- **Problem details**: Reproduce the following items verbatim, starting at the line containing "[trace] <item>man in gray t-shirt</item>" and ending with the line containing "40 281 L 26", both lines included.

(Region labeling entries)
---*---

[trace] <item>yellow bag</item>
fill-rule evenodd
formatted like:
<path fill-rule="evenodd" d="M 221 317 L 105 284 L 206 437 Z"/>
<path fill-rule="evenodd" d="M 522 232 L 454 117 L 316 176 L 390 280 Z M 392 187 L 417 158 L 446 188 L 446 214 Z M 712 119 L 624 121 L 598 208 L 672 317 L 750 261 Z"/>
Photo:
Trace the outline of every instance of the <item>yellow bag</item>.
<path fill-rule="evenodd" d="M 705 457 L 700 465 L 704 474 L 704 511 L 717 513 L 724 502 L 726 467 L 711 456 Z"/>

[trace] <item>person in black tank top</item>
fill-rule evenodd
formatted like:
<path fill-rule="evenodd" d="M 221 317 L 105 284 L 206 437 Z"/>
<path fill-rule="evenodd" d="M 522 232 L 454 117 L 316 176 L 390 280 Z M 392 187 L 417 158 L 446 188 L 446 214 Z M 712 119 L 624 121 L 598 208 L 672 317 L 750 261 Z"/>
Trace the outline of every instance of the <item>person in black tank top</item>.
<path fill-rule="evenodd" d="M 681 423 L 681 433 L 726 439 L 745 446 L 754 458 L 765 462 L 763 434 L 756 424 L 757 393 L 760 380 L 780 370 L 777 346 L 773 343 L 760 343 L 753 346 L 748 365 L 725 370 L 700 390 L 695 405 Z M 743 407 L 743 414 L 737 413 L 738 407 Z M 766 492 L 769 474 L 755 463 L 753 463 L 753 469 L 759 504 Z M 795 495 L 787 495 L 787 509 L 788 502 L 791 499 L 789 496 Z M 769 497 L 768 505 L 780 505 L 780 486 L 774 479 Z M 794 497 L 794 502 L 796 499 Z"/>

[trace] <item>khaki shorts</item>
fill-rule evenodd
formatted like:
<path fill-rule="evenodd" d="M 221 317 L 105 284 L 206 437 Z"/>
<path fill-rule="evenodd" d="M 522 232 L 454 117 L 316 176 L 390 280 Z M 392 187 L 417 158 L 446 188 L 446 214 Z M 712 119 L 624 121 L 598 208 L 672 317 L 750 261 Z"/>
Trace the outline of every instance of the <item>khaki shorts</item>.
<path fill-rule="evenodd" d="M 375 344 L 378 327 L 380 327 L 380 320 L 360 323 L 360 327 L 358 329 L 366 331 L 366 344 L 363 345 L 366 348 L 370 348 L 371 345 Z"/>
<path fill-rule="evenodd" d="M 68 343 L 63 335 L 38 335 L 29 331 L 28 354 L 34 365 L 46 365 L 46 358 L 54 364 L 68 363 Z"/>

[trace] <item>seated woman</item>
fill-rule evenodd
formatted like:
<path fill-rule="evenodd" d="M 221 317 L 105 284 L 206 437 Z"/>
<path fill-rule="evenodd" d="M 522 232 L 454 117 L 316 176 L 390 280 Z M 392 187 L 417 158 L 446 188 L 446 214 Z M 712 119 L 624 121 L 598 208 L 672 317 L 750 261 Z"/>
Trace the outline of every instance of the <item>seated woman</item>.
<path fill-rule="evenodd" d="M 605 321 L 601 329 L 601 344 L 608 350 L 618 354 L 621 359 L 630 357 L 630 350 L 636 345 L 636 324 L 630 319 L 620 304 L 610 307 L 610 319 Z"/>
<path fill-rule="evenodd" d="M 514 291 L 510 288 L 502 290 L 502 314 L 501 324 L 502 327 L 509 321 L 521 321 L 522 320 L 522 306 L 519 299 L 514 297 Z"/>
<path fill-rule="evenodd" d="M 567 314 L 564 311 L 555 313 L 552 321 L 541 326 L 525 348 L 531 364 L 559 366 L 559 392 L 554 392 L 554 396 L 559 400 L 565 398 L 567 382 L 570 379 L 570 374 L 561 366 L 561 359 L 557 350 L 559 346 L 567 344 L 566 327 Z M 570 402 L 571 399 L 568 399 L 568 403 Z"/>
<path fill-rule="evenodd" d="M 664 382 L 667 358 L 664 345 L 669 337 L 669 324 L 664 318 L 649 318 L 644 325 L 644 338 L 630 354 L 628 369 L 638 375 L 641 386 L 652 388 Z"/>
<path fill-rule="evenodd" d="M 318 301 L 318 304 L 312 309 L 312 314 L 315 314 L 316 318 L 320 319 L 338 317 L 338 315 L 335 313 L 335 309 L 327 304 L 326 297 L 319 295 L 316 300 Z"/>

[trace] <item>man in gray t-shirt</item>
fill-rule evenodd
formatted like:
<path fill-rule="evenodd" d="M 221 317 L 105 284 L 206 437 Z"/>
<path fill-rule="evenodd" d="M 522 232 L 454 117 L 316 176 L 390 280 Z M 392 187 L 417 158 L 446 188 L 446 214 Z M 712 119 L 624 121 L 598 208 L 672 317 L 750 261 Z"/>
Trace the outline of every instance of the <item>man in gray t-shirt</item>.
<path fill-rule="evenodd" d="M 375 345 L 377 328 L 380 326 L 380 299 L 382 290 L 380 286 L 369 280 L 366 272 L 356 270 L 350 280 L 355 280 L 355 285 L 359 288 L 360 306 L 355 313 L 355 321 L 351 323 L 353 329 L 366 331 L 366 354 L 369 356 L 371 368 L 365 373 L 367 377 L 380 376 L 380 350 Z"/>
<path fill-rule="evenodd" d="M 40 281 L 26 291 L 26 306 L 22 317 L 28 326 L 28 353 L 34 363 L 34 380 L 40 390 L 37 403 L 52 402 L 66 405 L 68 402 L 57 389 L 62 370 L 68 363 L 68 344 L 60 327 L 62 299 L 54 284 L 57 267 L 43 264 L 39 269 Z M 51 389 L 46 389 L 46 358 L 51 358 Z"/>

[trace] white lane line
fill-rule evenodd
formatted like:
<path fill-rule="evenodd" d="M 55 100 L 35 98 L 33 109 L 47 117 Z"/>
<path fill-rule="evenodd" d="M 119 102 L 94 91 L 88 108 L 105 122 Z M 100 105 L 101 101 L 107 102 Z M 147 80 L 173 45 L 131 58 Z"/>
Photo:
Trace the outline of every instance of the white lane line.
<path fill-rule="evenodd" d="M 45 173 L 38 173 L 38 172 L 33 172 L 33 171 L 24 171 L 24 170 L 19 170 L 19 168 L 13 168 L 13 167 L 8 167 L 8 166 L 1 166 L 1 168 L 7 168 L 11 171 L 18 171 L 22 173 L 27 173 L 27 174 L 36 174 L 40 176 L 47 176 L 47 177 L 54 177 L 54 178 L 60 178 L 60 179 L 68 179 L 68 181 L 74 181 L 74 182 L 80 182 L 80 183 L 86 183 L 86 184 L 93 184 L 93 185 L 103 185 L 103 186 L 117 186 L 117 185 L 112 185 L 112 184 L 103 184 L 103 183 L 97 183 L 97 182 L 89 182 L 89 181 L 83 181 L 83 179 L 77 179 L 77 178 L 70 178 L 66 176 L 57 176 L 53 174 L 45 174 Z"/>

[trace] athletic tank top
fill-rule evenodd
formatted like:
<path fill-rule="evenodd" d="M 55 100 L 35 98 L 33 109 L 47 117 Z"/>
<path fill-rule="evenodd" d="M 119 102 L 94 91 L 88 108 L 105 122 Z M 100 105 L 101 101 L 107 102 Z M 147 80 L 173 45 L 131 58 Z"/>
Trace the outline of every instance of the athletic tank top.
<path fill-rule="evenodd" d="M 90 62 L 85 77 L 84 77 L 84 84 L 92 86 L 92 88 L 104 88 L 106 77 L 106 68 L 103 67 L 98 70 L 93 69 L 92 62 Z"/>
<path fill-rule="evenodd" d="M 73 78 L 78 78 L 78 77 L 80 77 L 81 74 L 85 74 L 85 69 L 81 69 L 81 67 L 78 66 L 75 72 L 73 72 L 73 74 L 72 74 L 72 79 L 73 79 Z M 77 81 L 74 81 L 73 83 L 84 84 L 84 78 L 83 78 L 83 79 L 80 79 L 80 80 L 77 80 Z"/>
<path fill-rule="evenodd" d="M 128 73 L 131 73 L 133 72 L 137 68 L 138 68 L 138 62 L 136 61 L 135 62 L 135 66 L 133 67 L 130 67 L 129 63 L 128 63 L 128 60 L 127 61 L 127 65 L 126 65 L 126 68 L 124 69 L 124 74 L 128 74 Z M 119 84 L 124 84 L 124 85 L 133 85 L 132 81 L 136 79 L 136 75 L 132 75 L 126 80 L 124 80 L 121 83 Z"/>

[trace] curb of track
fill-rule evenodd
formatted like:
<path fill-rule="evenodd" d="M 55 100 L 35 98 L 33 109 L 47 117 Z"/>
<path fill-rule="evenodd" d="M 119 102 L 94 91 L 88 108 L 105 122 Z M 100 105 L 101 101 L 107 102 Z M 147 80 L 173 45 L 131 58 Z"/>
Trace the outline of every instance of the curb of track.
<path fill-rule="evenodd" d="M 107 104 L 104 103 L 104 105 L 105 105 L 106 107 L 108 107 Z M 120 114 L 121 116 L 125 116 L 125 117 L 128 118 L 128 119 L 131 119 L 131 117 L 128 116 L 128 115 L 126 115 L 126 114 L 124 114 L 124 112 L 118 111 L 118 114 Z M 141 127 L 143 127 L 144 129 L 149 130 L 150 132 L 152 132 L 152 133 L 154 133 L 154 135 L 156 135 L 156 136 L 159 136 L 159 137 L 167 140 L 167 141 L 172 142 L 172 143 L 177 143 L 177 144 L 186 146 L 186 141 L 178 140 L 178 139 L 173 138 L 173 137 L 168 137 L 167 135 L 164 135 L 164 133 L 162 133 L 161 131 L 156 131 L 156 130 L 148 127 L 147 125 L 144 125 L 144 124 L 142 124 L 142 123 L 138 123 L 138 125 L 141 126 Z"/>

---*---

- **Correct answer**:
[trace] <item>man in gray t-shirt</item>
fill-rule evenodd
formatted like:
<path fill-rule="evenodd" d="M 221 317 L 105 284 L 206 437 Z"/>
<path fill-rule="evenodd" d="M 522 232 L 454 117 L 316 176 L 390 280 Z M 392 187 L 417 158 L 446 188 L 446 214 Z M 712 119 L 624 121 L 598 208 L 672 317 L 750 261 Z"/>
Trace the outline of every instance of the <item>man in gray t-shirt</item>.
<path fill-rule="evenodd" d="M 375 345 L 377 328 L 380 326 L 380 299 L 382 290 L 380 286 L 369 280 L 366 272 L 356 270 L 350 280 L 355 280 L 355 285 L 359 288 L 360 306 L 355 313 L 355 321 L 351 323 L 353 329 L 366 331 L 366 354 L 369 356 L 371 368 L 365 373 L 367 377 L 380 376 L 380 350 Z"/>
<path fill-rule="evenodd" d="M 40 281 L 26 291 L 26 306 L 22 317 L 28 326 L 28 353 L 34 363 L 34 380 L 40 390 L 37 403 L 52 402 L 66 405 L 68 402 L 57 389 L 62 370 L 68 363 L 68 344 L 60 327 L 62 299 L 54 284 L 57 267 L 43 264 L 39 269 Z M 51 389 L 46 389 L 46 358 L 51 358 Z"/>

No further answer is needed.